Changing my mind, all the time
I do this every time.
Writing at length about a topic I care about supercharges my brain. I have an idea, blurry at first, that becomes clearer and clearer as I write about it. When I’m finished, the idea is clear, mature, and the newly published post makes a lot of sense. I should then be ready to start writing the next one, and move on with my life.
Except I’m not. My brain, apparently unaware that the drafting phase is over, keeps on analysing the initial idea well after the finished draft is online. And guess what? The torrent of thoughts my brain keeps pouring over me, and I end up changing my mind, making the post I just published already obsolete.
I’m still not sure if it’s a good thing or a bad thing. On one hand, it is a sign of good health for my little grey cells, but on the another hand, I feel like — in some ways — I’m telling lies to my readers, as they visit the blog and read something that is not the actual opinion I have on a topic.

■ Excerpted records
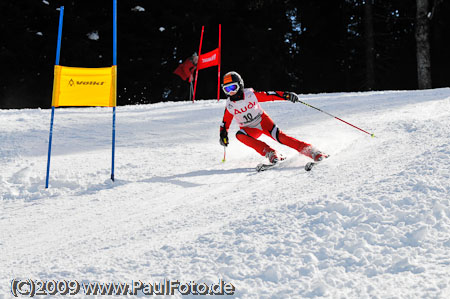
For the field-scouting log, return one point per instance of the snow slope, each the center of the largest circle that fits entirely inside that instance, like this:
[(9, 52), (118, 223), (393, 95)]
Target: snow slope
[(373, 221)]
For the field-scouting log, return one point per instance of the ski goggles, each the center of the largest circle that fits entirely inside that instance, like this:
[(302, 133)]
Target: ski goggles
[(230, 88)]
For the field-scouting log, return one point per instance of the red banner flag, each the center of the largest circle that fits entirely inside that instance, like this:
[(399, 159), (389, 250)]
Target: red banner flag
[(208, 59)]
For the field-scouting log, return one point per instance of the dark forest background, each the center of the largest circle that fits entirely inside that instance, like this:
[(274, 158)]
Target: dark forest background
--
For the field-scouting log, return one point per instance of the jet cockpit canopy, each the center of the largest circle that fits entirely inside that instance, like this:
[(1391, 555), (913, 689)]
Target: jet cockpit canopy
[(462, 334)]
--
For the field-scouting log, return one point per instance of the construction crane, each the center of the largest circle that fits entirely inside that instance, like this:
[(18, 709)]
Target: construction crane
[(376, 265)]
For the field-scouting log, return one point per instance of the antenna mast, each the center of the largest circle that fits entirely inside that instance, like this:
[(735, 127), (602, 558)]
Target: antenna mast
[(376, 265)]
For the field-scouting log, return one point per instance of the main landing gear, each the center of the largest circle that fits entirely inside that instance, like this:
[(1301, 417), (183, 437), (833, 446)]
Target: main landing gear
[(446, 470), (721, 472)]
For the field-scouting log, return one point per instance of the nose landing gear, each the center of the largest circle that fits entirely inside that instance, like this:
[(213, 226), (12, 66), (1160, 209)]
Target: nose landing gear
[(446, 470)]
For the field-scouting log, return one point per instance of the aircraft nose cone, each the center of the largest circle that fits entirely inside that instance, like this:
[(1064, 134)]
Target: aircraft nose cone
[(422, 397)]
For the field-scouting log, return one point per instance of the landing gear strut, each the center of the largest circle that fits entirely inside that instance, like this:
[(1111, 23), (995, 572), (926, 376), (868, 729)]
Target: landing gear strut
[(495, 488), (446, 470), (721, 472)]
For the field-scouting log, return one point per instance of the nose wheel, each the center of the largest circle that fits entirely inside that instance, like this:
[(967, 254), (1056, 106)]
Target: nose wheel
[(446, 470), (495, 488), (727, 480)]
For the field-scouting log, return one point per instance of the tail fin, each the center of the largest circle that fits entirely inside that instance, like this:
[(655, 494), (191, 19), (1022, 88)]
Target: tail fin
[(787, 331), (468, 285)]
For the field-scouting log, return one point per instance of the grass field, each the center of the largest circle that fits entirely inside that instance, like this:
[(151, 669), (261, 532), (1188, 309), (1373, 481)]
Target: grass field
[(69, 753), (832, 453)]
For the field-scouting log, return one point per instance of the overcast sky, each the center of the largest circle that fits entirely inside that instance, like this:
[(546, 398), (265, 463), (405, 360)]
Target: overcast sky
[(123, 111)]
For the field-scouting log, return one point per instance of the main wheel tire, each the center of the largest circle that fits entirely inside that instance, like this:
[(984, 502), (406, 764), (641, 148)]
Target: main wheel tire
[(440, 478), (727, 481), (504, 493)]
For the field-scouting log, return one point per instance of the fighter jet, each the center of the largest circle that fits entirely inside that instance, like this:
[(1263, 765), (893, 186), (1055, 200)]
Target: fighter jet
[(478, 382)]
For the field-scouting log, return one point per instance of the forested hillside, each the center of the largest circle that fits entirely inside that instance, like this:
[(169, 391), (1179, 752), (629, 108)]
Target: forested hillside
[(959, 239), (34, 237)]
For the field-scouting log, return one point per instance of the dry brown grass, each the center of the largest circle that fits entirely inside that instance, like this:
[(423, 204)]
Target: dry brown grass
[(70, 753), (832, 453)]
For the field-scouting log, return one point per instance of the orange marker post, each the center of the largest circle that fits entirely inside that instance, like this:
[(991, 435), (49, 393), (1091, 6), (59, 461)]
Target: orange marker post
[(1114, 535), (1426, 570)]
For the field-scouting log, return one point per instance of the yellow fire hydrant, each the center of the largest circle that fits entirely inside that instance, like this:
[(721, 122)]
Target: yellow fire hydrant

■ Directions for this task
In the essay on changing one's mind, what does the writer feel like they are doing to readers after changing their opinion on a published post?

■ Result of this task
Telling them lies, since readers visit the blog and read something that is not the writer's actual opinion on the topic.